-- Start of RECORD LIST --

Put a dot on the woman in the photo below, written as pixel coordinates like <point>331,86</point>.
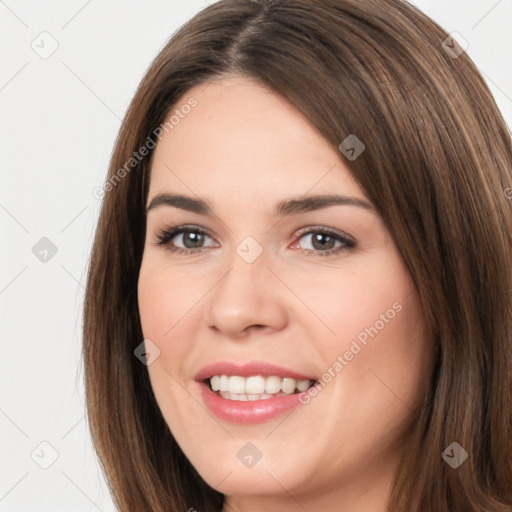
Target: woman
<point>299,294</point>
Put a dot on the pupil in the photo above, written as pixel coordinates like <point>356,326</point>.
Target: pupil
<point>196,239</point>
<point>318,237</point>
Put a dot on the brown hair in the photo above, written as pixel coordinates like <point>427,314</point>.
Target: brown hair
<point>437,161</point>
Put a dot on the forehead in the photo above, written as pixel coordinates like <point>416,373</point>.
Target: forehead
<point>242,140</point>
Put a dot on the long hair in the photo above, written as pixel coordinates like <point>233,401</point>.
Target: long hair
<point>437,166</point>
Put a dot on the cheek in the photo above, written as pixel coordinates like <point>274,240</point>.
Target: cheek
<point>165,298</point>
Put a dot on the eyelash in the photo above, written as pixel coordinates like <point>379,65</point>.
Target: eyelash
<point>165,236</point>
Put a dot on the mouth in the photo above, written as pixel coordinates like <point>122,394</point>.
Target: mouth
<point>256,387</point>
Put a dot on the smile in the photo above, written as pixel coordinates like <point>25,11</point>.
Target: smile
<point>256,387</point>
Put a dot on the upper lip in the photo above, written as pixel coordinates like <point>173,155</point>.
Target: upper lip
<point>247,370</point>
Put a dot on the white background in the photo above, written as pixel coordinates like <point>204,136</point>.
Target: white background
<point>59,117</point>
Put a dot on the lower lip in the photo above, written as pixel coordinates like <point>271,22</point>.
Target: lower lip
<point>249,412</point>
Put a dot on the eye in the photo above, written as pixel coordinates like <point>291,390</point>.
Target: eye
<point>191,238</point>
<point>324,241</point>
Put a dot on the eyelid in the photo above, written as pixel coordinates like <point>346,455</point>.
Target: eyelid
<point>165,235</point>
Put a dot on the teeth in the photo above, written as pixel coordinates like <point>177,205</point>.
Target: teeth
<point>257,387</point>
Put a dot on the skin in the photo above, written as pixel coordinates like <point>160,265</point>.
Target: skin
<point>244,148</point>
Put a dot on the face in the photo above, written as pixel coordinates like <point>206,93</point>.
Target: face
<point>245,270</point>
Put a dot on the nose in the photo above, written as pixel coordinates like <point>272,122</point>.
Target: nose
<point>247,298</point>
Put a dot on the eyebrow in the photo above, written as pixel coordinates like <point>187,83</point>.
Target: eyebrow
<point>283,208</point>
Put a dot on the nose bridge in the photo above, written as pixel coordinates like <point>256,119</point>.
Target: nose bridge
<point>246,294</point>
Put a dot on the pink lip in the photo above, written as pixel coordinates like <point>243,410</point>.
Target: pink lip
<point>248,369</point>
<point>249,412</point>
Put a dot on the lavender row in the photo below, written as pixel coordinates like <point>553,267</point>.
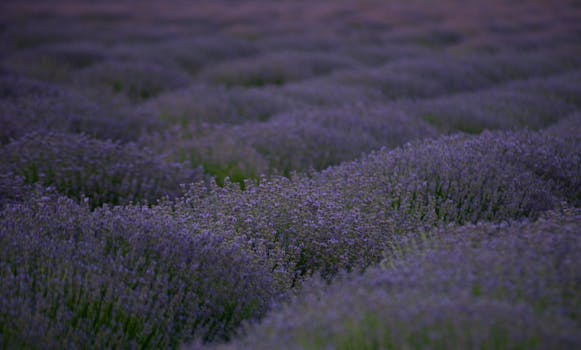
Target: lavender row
<point>130,277</point>
<point>100,171</point>
<point>343,218</point>
<point>485,286</point>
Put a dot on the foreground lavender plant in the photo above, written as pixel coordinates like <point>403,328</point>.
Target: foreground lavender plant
<point>344,217</point>
<point>125,277</point>
<point>103,171</point>
<point>486,286</point>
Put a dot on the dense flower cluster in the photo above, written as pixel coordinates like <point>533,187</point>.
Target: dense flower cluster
<point>121,277</point>
<point>101,171</point>
<point>333,174</point>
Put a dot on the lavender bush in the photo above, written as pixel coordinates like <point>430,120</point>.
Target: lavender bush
<point>455,288</point>
<point>121,277</point>
<point>28,105</point>
<point>333,174</point>
<point>101,171</point>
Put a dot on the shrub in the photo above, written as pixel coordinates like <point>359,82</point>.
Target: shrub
<point>121,277</point>
<point>102,171</point>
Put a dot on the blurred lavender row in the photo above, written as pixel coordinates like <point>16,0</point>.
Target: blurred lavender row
<point>290,174</point>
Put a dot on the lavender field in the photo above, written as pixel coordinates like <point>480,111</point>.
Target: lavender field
<point>293,174</point>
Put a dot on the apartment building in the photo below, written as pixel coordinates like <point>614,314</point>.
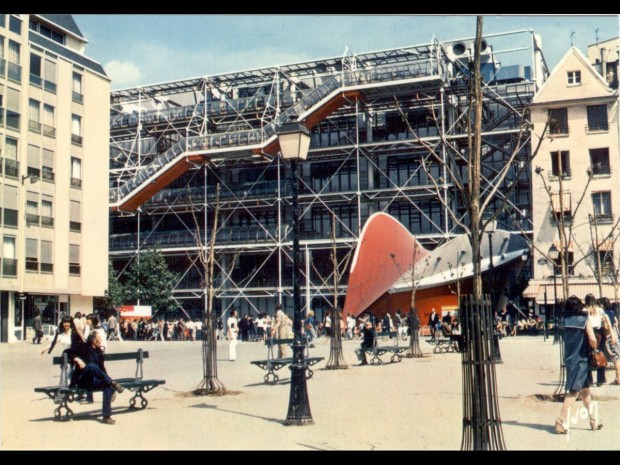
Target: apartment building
<point>54,139</point>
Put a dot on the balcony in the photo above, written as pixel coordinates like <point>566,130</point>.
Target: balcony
<point>36,80</point>
<point>11,168</point>
<point>75,139</point>
<point>50,86</point>
<point>77,97</point>
<point>15,72</point>
<point>32,265</point>
<point>47,174</point>
<point>32,219</point>
<point>49,131</point>
<point>9,267</point>
<point>34,126</point>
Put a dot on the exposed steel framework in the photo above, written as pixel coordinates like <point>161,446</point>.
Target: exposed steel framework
<point>172,143</point>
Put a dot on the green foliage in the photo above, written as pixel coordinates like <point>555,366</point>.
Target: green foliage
<point>150,280</point>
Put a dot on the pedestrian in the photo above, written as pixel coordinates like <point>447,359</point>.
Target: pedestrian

-- End of RECORD LIST --

Copy out word for word every line from the one with "Put a dot on the exposed" through the last line of the records, including both of those lines.

Put a dot on the exposed steel framework in the photo above, written as pixel coordinates like <point>161,446</point>.
Target: exposed steel framework
<point>172,143</point>
Put a dot on the green foliage in the photo above, written as pixel coordinates like <point>555,366</point>.
Target: green foliage
<point>150,280</point>
Put a dot on the pedestrian in the photo above, written as pixel coordinates like <point>447,359</point>.
Target: pedestrian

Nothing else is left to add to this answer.